* **WORK INSTRUCTIONS**
Copy the data below line for line, with no changes.

Dataset records
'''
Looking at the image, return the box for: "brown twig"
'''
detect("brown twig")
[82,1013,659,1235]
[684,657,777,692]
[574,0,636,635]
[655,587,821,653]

* **RESULT OF THE EXERCISE**
'''
Looking at the image, return the box for: "brown twig"
'''
detect("brown twig")
[82,1013,659,1235]
[684,657,777,692]
[574,0,636,635]
[655,587,821,653]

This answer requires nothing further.